• _WHAT IS NEEDED_: Rewrite each of the following entries with "bounding box" changed to "rectangle" wherever it occurs, keeping everything else the same.
★ ★ ★ ★
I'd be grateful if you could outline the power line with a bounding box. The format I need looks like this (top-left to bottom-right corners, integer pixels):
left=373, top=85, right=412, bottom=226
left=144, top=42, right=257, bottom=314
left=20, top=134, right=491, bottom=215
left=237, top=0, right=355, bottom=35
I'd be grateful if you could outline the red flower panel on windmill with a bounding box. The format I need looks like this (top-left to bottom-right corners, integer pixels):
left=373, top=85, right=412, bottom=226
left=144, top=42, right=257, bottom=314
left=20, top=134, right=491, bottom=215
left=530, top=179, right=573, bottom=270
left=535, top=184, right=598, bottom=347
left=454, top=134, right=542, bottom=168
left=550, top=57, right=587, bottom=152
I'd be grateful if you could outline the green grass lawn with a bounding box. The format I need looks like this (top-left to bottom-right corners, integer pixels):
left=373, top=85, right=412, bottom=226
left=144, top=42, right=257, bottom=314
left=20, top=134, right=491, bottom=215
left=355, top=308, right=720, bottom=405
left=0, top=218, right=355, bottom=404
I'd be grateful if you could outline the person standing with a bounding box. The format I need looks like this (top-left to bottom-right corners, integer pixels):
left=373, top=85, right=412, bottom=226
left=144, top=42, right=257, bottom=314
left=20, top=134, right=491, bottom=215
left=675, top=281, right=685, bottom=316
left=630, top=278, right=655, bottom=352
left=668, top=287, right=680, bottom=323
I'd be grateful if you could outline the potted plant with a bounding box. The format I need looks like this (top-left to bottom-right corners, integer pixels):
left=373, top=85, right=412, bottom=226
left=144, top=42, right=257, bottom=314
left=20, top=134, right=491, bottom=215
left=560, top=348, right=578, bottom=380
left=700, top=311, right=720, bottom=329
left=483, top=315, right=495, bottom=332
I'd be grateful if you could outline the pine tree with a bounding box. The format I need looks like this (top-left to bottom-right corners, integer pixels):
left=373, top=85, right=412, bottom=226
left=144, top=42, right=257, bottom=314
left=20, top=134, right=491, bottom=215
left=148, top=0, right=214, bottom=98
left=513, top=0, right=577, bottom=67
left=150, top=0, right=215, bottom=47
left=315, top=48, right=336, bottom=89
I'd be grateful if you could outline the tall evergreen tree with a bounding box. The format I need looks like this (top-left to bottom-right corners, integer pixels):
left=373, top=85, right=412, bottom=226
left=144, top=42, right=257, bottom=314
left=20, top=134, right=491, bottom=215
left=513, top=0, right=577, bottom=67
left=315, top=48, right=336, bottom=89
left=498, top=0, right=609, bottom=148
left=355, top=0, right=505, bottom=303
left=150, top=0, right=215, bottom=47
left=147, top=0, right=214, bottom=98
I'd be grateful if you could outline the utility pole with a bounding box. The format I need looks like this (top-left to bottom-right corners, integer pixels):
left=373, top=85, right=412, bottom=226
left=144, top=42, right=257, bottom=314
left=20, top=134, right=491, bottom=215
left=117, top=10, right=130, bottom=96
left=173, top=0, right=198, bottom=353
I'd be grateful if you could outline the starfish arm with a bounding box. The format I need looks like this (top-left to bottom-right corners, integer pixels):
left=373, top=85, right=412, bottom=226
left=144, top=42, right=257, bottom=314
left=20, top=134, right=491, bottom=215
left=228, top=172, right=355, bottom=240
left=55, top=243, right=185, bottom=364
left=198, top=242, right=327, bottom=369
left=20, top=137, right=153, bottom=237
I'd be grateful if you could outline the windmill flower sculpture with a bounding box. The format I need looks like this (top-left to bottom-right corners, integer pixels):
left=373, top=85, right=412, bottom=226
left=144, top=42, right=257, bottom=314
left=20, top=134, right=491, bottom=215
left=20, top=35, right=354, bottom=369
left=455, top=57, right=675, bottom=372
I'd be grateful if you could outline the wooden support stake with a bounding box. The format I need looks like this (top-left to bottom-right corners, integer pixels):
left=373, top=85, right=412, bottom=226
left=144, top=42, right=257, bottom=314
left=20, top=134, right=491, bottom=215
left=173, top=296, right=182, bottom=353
★ ★ ★ ★
• _OUTPUT OF THE EXERCISE_:
I'd be grateful if you could outline the power line with a rectangle. The format I need looks like this (top-left to bottom-right corners, integer pixels):
left=373, top=85, right=412, bottom=226
left=144, top=42, right=257, bottom=314
left=20, top=134, right=491, bottom=215
left=237, top=0, right=355, bottom=35
I'd be grateful if you could outline the red flower panel on windmill with a rectangle. The format I need looks like this (top-left to bottom-right corners, integer pixels):
left=373, top=85, right=412, bottom=226
left=144, top=42, right=257, bottom=314
left=20, top=134, right=491, bottom=215
left=530, top=179, right=573, bottom=270
left=535, top=184, right=598, bottom=347
left=454, top=134, right=542, bottom=168
left=550, top=57, right=587, bottom=152
I'd be grateful if you could outline the green grass lawn with a rectangle. The format I need looks like this (top-left to bottom-right corners, integer pixels):
left=373, top=85, right=412, bottom=226
left=144, top=42, right=257, bottom=314
left=20, top=134, right=491, bottom=215
left=355, top=308, right=720, bottom=405
left=0, top=218, right=355, bottom=404
I'd be grateful if you could outline the person standing with a rectangle. The format I need looks like this (top-left to bottom-right corners, integer pixels):
left=373, top=85, right=412, bottom=226
left=144, top=42, right=257, bottom=314
left=20, top=134, right=491, bottom=215
left=675, top=281, right=685, bottom=316
left=630, top=278, right=655, bottom=352
left=668, top=287, right=680, bottom=323
I'd be grateful if you could outline the potted plant with a rectangle. The format I need looks like this (top-left to bottom-right corners, integer pixels):
left=373, top=85, right=412, bottom=226
left=144, top=42, right=257, bottom=314
left=20, top=134, right=491, bottom=215
left=560, top=348, right=578, bottom=380
left=700, top=311, right=720, bottom=329
left=483, top=315, right=495, bottom=332
I'd be grateful if you could outline the pine tree with a rectangle. The format I need looks like this (top-left to bottom-right corners, integer pixels):
left=373, top=85, right=412, bottom=226
left=144, top=42, right=257, bottom=314
left=20, top=134, right=491, bottom=215
left=148, top=0, right=214, bottom=98
left=513, top=0, right=577, bottom=67
left=150, top=0, right=215, bottom=47
left=315, top=48, right=336, bottom=89
I'd be grateful if you could outline the tall evergreen tree with a rectangle. The format I need looks like this (top-left to bottom-right corners, integer pixels):
left=373, top=85, right=412, bottom=226
left=144, top=42, right=257, bottom=314
left=20, top=134, right=491, bottom=215
left=513, top=0, right=577, bottom=67
left=315, top=48, right=336, bottom=89
left=498, top=0, right=609, bottom=148
left=355, top=0, right=505, bottom=303
left=150, top=0, right=215, bottom=47
left=147, top=0, right=214, bottom=98
I'd be grateful if you could outline the utility pole with a rectangle. The format I need looks like this (top-left to bottom-right corners, integer pixels):
left=373, top=85, right=412, bottom=226
left=144, top=42, right=257, bottom=314
left=20, top=134, right=491, bottom=215
left=117, top=10, right=130, bottom=96
left=173, top=0, right=198, bottom=353
I'd be grateful if you could outline the starfish arm with a rectangle. The format I need looks like this (top-left to bottom-right corners, integer pixels):
left=373, top=85, right=412, bottom=226
left=144, top=42, right=257, bottom=314
left=20, top=134, right=491, bottom=215
left=228, top=172, right=355, bottom=240
left=55, top=243, right=185, bottom=364
left=198, top=242, right=327, bottom=369
left=20, top=137, right=153, bottom=237
I'd be grateful if you could outline the windmill flower sculpture with a rectangle. The format I need looks like this (top-left to bottom-right corners, integer pixels):
left=373, top=85, right=412, bottom=226
left=144, top=42, right=257, bottom=314
left=20, top=134, right=491, bottom=215
left=20, top=35, right=354, bottom=369
left=455, top=57, right=675, bottom=372
I'd be grateful if you could outline the wooden support stake with a rectangle. The format I need looks like this (top-left to bottom-right corners, integer pixels):
left=373, top=85, right=412, bottom=226
left=144, top=42, right=257, bottom=314
left=20, top=134, right=491, bottom=215
left=173, top=296, right=182, bottom=353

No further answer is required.